Task requirements:
Retype the records below exactly as they stand, omitting the pictures.

** Study material follows **

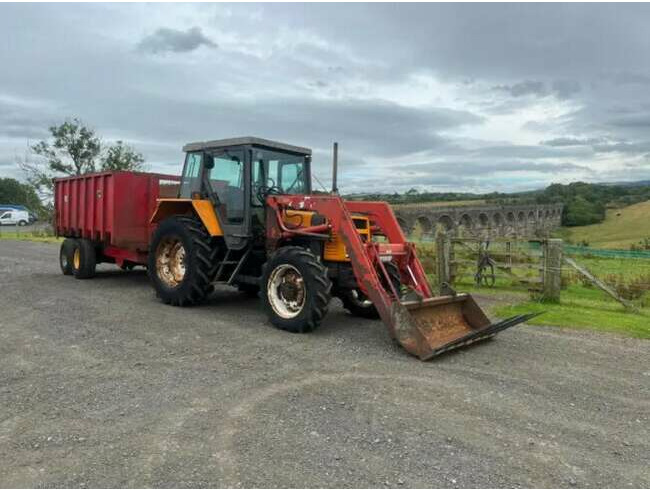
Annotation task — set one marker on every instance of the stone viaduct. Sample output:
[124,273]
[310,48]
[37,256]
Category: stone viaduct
[480,221]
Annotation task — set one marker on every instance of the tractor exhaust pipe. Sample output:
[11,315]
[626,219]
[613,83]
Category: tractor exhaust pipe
[335,168]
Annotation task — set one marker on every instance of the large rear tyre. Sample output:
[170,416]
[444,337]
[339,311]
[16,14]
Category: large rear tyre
[295,290]
[250,290]
[84,259]
[182,261]
[359,305]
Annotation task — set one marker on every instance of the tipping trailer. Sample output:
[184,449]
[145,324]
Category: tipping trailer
[106,217]
[243,214]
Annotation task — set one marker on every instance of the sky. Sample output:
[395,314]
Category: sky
[440,97]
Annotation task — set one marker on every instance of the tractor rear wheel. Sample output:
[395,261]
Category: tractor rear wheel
[250,290]
[182,261]
[84,259]
[359,305]
[66,253]
[295,289]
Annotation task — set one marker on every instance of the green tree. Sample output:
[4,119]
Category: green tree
[121,156]
[72,150]
[14,192]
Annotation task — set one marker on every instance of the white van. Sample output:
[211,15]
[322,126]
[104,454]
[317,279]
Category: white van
[14,217]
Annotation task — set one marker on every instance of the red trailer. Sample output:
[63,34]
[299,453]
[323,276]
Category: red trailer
[106,217]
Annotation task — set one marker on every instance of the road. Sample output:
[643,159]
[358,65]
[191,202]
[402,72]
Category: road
[103,386]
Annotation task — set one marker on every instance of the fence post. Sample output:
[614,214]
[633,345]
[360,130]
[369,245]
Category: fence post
[443,258]
[552,269]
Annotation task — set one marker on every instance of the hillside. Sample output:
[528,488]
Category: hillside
[622,227]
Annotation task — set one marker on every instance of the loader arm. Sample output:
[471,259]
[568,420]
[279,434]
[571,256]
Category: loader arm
[425,327]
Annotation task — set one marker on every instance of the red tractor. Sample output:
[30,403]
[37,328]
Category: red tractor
[244,215]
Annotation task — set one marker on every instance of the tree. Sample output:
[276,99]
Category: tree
[14,192]
[73,150]
[122,157]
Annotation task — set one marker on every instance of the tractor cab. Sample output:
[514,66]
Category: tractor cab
[237,174]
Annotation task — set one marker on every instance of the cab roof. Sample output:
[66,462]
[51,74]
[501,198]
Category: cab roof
[246,140]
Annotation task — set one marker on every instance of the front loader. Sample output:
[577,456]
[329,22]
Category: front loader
[246,216]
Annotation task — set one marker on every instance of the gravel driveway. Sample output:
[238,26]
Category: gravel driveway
[103,386]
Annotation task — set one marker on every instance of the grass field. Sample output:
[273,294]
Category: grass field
[32,236]
[621,228]
[582,306]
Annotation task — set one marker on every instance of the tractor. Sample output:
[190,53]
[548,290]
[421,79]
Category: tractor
[246,216]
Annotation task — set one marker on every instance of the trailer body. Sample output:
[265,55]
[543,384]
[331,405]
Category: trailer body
[112,209]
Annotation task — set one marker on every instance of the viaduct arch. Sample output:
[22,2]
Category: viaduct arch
[481,221]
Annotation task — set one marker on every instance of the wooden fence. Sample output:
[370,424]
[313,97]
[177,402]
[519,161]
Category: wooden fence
[535,264]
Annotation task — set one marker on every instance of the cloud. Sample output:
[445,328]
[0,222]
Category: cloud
[166,40]
[638,120]
[565,89]
[568,141]
[491,96]
[527,87]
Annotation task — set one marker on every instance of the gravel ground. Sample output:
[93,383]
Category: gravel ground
[103,386]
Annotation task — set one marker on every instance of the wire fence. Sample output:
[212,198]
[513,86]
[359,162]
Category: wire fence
[519,265]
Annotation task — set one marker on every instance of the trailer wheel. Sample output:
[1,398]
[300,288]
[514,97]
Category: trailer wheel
[295,290]
[359,305]
[182,261]
[65,256]
[84,259]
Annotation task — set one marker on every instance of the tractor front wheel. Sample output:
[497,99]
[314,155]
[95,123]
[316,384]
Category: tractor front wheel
[295,290]
[182,261]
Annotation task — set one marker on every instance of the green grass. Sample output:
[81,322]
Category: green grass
[581,308]
[622,227]
[35,236]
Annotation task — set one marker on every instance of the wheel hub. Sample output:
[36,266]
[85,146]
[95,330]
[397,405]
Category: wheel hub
[170,262]
[286,291]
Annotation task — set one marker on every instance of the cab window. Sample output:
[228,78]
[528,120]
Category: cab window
[227,181]
[191,181]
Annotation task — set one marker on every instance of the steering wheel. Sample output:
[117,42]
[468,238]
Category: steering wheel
[264,190]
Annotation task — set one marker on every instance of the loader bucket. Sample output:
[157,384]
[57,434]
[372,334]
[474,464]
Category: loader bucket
[432,326]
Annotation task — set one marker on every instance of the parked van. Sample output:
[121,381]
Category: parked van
[14,217]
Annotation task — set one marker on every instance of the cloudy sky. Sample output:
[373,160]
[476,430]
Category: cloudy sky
[443,97]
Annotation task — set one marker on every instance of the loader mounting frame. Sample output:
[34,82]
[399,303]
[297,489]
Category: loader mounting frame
[424,325]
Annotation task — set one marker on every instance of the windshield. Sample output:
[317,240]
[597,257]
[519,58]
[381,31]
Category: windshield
[278,173]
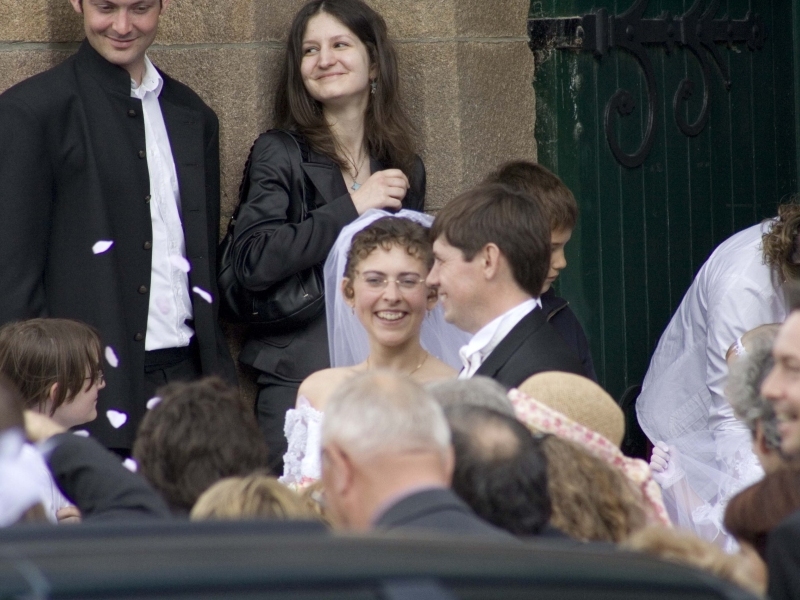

** End of Study material **

Output below:
Annotation task — set one marker on every instance of the stone viaduct. Sample output:
[124,273]
[310,48]
[37,256]
Category: stone viaduct
[480,221]
Annotation task — set one marker on every instance of the tractor exhaust pipe. Sample output:
[11,315]
[626,219]
[613,83]
Category: tractor exhaust pipe
[335,168]
Annotation task — set one marker on every instance of the large rear tyre. Sample output:
[170,416]
[444,337]
[339,311]
[16,14]
Category: large rear tyre
[295,290]
[250,290]
[84,259]
[182,261]
[359,305]
Annotation task — set one marker on every instance of the tipping trailer. Sample output:
[184,449]
[145,324]
Category: tipping trailer
[106,217]
[243,214]
Annotation task — set one marker on every instance of the sky. Sample output:
[395,314]
Category: sky
[440,97]
Annotation task — set one marker on every instance of the tractor rear wheel. Sample output:
[395,261]
Category: tractor rear wheel
[250,290]
[182,261]
[84,259]
[359,305]
[66,253]
[295,289]
Annotation task — set one marker on every instance of the green tree. Sample output:
[4,119]
Category: green tree
[121,156]
[72,150]
[14,192]
Annotation task — set one marker on every instance of the white van. Sample output:
[211,15]
[322,126]
[104,454]
[317,279]
Category: white van
[14,217]
Annotation task — set one marker on every instance of the red trailer. Sample output:
[63,34]
[299,453]
[323,276]
Category: red trailer
[106,217]
Annotation task — set one marker on every instance of the road. Sample output:
[643,159]
[358,65]
[191,202]
[402,72]
Category: road
[103,386]
Annotation task — set one marker on every instance of the fence post. Sample output:
[614,214]
[633,345]
[360,130]
[369,245]
Category: fence post
[443,258]
[552,269]
Annotation task — set one marker on every instance of the hillside. Sample output:
[528,488]
Category: hillside
[622,227]
Annotation task — set one marker on every instance of the loader arm. Sample output:
[471,259]
[568,420]
[279,434]
[571,256]
Category: loader arm
[425,327]
Annotation task — set one marker on every instance of the red tractor. Sample output:
[30,403]
[37,328]
Category: red tractor
[244,215]
Annotation task — set one marker on every instance of the tree. Sample output:
[276,99]
Category: tree
[14,192]
[73,150]
[122,157]
Annotation task — set one marker on every instance of the tractor cab. Sample output:
[514,66]
Category: tractor cab
[237,174]
Annotation task — set one marker on every instance of the cab roof. Sample output:
[66,462]
[51,74]
[501,198]
Category: cab roof
[246,140]
Annotation task — set one marker on every instance of the front loader. Sample output:
[577,456]
[329,22]
Category: front loader
[246,216]
Annotation task — set one marker on every instance of the gravel driveway. Sample output:
[238,26]
Category: gravel driveway
[103,386]
Annotation task — set one marker on every instance of the grass field. Sample output:
[273,294]
Category: grass field
[32,236]
[621,228]
[582,306]
Annotation task — set one marker on every instance of the tractor. Sample output:
[190,53]
[548,290]
[421,79]
Category: tractor
[246,216]
Annotation task — set one marker on every instance of the trailer body. Sample output:
[265,55]
[543,384]
[331,405]
Category: trailer body
[112,209]
Annotation task — set one marker on every instance of the viaduct arch. Sample output:
[22,2]
Category: viaduct arch
[481,221]
Annotation task — set one marker on every instance of the wooden fence. Sample output:
[370,424]
[313,97]
[177,402]
[519,161]
Category: wooden fence
[535,264]
Annotation task — set one marker on every instance of the cloud. Sample output:
[445,328]
[0,222]
Category: cloud
[166,40]
[638,120]
[565,89]
[568,141]
[491,96]
[527,87]
Annotation task — set one marker on every instance of the gravel ground. Sample output:
[93,383]
Category: gravel ground
[103,386]
Annotation task — set one marker on every instance of the wire fence. Sample output:
[212,198]
[513,86]
[359,162]
Category: wire fence
[519,265]
Annotation task — set one marker on every instance of the trailer wheel. Sample output:
[1,398]
[300,288]
[514,97]
Category: trailer wheel
[295,290]
[359,305]
[182,261]
[65,256]
[84,259]
Annotation task — set one marker on every instance of the tractor front wheel. Sample output:
[497,99]
[314,155]
[95,123]
[316,384]
Category: tractor front wheel
[295,290]
[182,261]
Annotation task — set one marker on every instance of the green grass. Sample output:
[81,322]
Category: green grass
[581,308]
[622,227]
[35,236]
Annotation task — set one marker on every instance of the wheel hub. Sample output:
[36,266]
[85,146]
[95,330]
[397,405]
Category: wheel hub
[170,262]
[286,291]
Annotation task — set one marker on every instance of the cab window. Sample output:
[228,78]
[528,120]
Category: cab window
[227,181]
[191,181]
Annotation task — set one marker on every instance of the steering wheel. Sample output:
[117,42]
[468,238]
Category: steering wheel
[264,190]
Annotation task — set one marker on every instance of the loader bucket. Sample output:
[157,384]
[57,434]
[372,334]
[474,464]
Category: loader bucket
[432,326]
Annotation task — set one marker on every instance of the parked van. Sample output:
[121,381]
Category: parked van
[14,217]
Annotation task — set one marker on every instance of the cloudy sky. Sample output:
[373,160]
[476,430]
Category: cloudy sky
[443,97]
Annotation task — set one marker on every instance of the loader mounting frame. Sample output:
[34,82]
[399,303]
[297,489]
Category: loader mounting frame
[424,325]
Annotation task — set one marker on every instance of the windshield. Sample output:
[317,240]
[597,257]
[519,58]
[381,31]
Category: windshield
[278,173]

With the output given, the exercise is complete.